Table 1 Regression table

In another specification (column 2 of Table 1), we estimate an OLS on the subsample of firms conditional on being active in the end of the simulation. The dependent variable is the logarithm of share. Results are reported in column 2 of Table 1. Firms entering during the first cohort have a share 18 % larger at the end of the simulation. The same does not apply for the firms entering during the second cohort, while the difference is not statistically significant if compared to the firms that entered later. These results confirm that the first mover advantage is crucial and its effect is stronger at the very beginning of the simulation and disappears quickly. The size of the first TC explored by the firm affect positively the market share at the end of the simulation: a 1 % larger TC grants, on average, a 0.35 % larger share. Further, firms having a high propensity to innovate reach on average a market share 147 % larger then low propensity firms. To conclude, the model predicts that industry leaders are the early innovative entrants in large submarkets.

◆ PROVIDED MATERIAL:

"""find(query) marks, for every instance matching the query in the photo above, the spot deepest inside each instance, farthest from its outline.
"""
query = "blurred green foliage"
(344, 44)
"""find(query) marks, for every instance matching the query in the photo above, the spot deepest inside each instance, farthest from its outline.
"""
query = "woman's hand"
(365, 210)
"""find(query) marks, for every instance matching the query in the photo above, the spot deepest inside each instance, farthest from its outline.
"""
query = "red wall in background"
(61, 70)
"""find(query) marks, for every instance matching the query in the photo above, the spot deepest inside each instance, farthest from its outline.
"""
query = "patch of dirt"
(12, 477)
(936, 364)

==

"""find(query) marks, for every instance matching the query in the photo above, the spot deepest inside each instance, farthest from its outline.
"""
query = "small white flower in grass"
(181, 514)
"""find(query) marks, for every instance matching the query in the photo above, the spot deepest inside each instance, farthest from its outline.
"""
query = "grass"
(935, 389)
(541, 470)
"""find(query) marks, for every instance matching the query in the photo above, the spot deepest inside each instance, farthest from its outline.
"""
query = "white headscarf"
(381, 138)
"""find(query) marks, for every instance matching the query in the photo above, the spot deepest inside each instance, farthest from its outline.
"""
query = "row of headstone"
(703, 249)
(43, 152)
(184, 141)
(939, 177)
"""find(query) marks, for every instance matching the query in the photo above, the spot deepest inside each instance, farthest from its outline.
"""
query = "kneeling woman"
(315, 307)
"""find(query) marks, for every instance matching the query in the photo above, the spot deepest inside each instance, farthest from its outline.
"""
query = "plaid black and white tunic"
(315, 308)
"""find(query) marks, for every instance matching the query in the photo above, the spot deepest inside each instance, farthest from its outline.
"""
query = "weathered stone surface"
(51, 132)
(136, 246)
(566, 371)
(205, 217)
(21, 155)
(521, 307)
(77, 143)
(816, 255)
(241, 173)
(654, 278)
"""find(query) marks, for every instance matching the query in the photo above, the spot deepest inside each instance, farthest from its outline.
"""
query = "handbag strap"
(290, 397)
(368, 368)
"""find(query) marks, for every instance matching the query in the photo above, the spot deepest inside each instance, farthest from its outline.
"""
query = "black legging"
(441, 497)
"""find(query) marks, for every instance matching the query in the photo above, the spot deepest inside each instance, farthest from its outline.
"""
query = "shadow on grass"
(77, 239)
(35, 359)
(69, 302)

...

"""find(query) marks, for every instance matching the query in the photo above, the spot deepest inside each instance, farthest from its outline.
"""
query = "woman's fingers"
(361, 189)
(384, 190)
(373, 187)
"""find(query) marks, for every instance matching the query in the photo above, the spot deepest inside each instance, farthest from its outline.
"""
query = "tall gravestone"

◆ QUESTIONS TO ANSWER:
a) Answer these questions using the regression results passage, one answer per line:
(i) What is the dependent variable in the specification in column 2 of Table 1?
(ii) How much larger is the end-of-simulation share of firms entering during the first cohort?
(iii) On average, how much larger a share does a 1 % larger TC grant?
b) Carry on writing the regression results passage from its last sentence.

◆ RESPONSES IN ORDER:
a)
(i) The logarithm of share.
(ii) 18 % larger.
(iii) A 0.35 % larger share.

b)
6 Conclusions

The history-friendly model of the pharmaceutical industry is able to reproduce the main stylized facts of the evolution of that industry. Moreover, our more theoretically oriented exploration provides results which might have a broader interest for the dynamic analysis of the relationships between innovation, demand and market structure.

First, the structure of demand matters in determining market structure. Fragmented markets are always less concentrated than homogeneous markets, irrespective of the relevant technological regime.

Second, technological regimes matter also, but their influence is modulated by the demand regime. Given a degree of market fragmentation, while in Schumpeter Mark I regimes, the nature of the technological regime influences market structure according to expectations (i.e. concentration tends to be lower as compared to the Standard Set), in a Schumpeter Mark II regime, overall concentration tends to be lower.

This seemingly negative result is explained by the third finding of this paper. Competition takes place in the model largely through the discovery of new submarkets. Within each submarket, the variables that define the technological regime produce indeed the expected results: stronger cumulativeness, richer opportunities to innovate and tighter appropriability conditions favor the emergence of market leaders. However, the opening of new submarkets reduces overall concentration.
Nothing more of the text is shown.